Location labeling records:

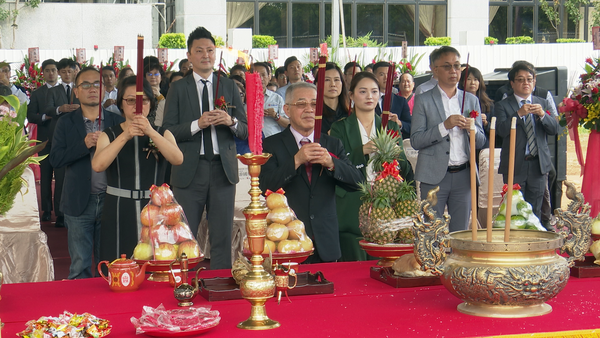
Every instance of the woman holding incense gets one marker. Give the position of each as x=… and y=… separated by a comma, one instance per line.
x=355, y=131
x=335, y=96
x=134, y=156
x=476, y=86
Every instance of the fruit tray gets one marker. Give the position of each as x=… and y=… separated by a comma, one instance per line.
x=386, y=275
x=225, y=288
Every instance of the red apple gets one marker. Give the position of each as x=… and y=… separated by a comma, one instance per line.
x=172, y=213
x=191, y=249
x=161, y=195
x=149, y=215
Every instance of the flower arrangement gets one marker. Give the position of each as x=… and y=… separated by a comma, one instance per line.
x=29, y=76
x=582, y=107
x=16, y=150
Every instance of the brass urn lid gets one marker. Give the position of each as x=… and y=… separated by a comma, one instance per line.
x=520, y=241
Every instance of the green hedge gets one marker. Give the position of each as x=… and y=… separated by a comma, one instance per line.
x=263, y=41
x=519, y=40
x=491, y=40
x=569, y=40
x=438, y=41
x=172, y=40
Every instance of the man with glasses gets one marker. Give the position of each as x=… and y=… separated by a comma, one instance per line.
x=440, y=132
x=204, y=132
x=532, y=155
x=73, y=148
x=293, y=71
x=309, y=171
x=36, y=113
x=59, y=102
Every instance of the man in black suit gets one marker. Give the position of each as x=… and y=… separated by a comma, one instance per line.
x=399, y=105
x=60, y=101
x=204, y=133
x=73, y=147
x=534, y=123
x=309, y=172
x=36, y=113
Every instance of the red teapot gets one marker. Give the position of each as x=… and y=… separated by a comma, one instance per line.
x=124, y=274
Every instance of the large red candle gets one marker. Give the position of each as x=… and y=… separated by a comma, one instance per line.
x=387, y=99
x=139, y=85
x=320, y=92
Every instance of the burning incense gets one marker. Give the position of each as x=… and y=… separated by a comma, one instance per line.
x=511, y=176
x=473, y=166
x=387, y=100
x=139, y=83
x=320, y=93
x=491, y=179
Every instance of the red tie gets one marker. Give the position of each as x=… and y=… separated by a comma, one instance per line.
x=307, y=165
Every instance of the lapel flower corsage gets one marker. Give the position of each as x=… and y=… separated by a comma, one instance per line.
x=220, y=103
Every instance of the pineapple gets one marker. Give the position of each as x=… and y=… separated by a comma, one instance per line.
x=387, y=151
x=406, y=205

---

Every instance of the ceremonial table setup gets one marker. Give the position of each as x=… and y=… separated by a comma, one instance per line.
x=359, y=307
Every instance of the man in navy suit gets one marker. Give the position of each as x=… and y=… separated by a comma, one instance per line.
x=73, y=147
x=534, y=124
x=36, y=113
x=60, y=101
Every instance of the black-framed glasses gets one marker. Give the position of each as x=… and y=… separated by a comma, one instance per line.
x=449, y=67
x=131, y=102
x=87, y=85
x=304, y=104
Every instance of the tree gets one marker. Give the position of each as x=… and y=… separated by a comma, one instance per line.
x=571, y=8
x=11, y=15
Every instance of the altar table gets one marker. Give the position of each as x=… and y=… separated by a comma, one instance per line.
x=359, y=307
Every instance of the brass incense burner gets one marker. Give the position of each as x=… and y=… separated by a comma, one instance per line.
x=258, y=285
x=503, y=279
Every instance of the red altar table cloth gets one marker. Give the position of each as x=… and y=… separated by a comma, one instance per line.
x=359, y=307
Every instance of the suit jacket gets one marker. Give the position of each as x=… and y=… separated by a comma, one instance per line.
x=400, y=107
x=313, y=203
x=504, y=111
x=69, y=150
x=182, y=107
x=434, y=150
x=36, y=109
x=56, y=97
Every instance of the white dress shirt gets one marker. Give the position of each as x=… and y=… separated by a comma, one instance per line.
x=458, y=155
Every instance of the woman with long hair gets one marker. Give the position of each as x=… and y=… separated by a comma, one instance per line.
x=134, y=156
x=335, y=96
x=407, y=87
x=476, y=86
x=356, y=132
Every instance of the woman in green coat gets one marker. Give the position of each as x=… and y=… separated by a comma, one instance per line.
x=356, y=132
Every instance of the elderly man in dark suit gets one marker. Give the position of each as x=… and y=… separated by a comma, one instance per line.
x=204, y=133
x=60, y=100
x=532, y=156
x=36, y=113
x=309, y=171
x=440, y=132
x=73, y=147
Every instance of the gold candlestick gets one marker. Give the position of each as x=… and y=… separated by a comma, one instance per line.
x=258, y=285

--

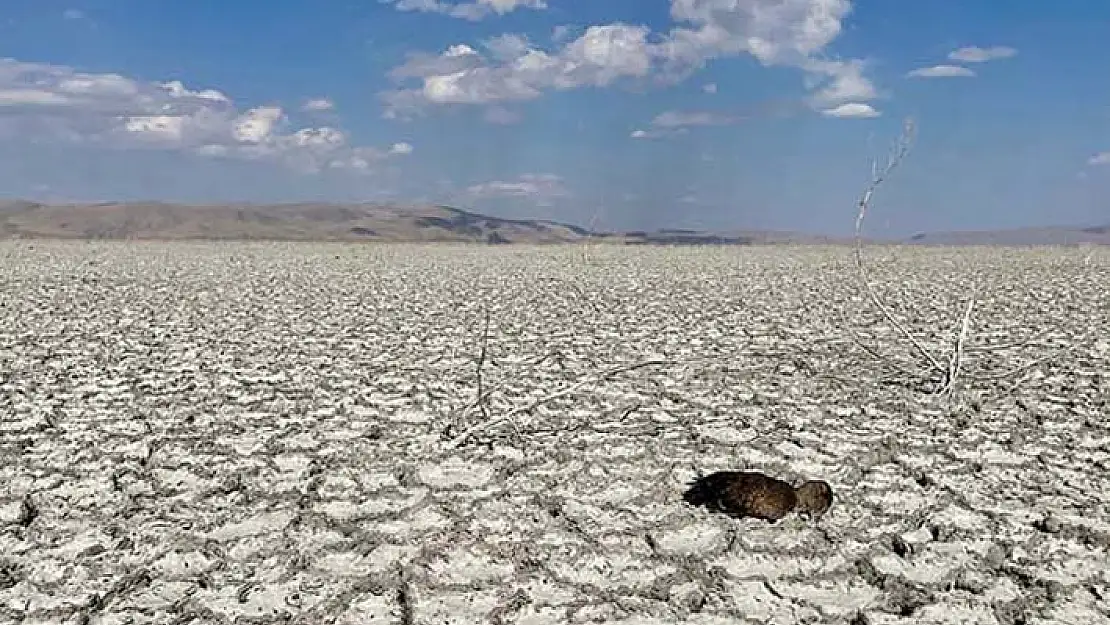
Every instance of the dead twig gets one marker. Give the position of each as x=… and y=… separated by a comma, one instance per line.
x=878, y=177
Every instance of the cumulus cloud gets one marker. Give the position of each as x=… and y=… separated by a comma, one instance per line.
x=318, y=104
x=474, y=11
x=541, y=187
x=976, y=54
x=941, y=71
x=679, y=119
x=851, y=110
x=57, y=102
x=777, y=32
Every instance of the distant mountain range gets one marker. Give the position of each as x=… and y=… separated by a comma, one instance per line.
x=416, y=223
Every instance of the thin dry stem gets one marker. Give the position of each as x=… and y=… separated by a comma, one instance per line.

-- What is expected --
Quote the material from the line containing "Every instance of the brass urn" up to and including the line containing "x=406, y=205", reproducing each of those lines word for word.

-- Answer --
Every instance of the brass urn lid gets one marker. Give the position of each as x=… and y=… separated by a comma, one instance per line.
x=520, y=241
Every instance of the green hedge gets one marker. Give the position of each as x=… and y=… separated by a comma, one instance per line.
x=263, y=41
x=519, y=40
x=491, y=40
x=569, y=40
x=438, y=41
x=172, y=40
Every instance of the man with glasses gets one marker. Give the position of each as x=… and y=… separated by a comma, one instance per line.
x=440, y=132
x=204, y=132
x=532, y=155
x=73, y=148
x=293, y=71
x=309, y=171
x=36, y=113
x=59, y=102
Every instance of the man in black suit gets one marker. Give the position of each as x=… and y=… separated by a comma, one instance per line.
x=399, y=105
x=60, y=101
x=204, y=133
x=73, y=147
x=534, y=123
x=309, y=172
x=36, y=113
Every instance of the red teapot gets one marker. Give the position of each as x=… and y=… separated by a comma, one instance per line.
x=124, y=274
Every instance of the large red candle gets one marker. Give the position of each as x=… and y=… separated by a comma, one instance per line.
x=387, y=99
x=139, y=85
x=320, y=92
Every instance of the burning incense gets one marker. Give the position of each as x=… and y=… separated by a comma, one instance per line.
x=511, y=176
x=473, y=166
x=387, y=100
x=139, y=83
x=320, y=93
x=491, y=179
Every instance of the red tie gets one marker. Give the position of each as x=… and y=… separated by a comma, one instance per line.
x=307, y=165
Every instance of the lapel flower corsage gets one marker. Give the position of each as x=… and y=… separated by a comma, one instance per line.
x=220, y=103
Every instance of the pineapple gets one marker. Give the position of each as x=… and y=… separated by a comma, one instance per line.
x=387, y=151
x=406, y=205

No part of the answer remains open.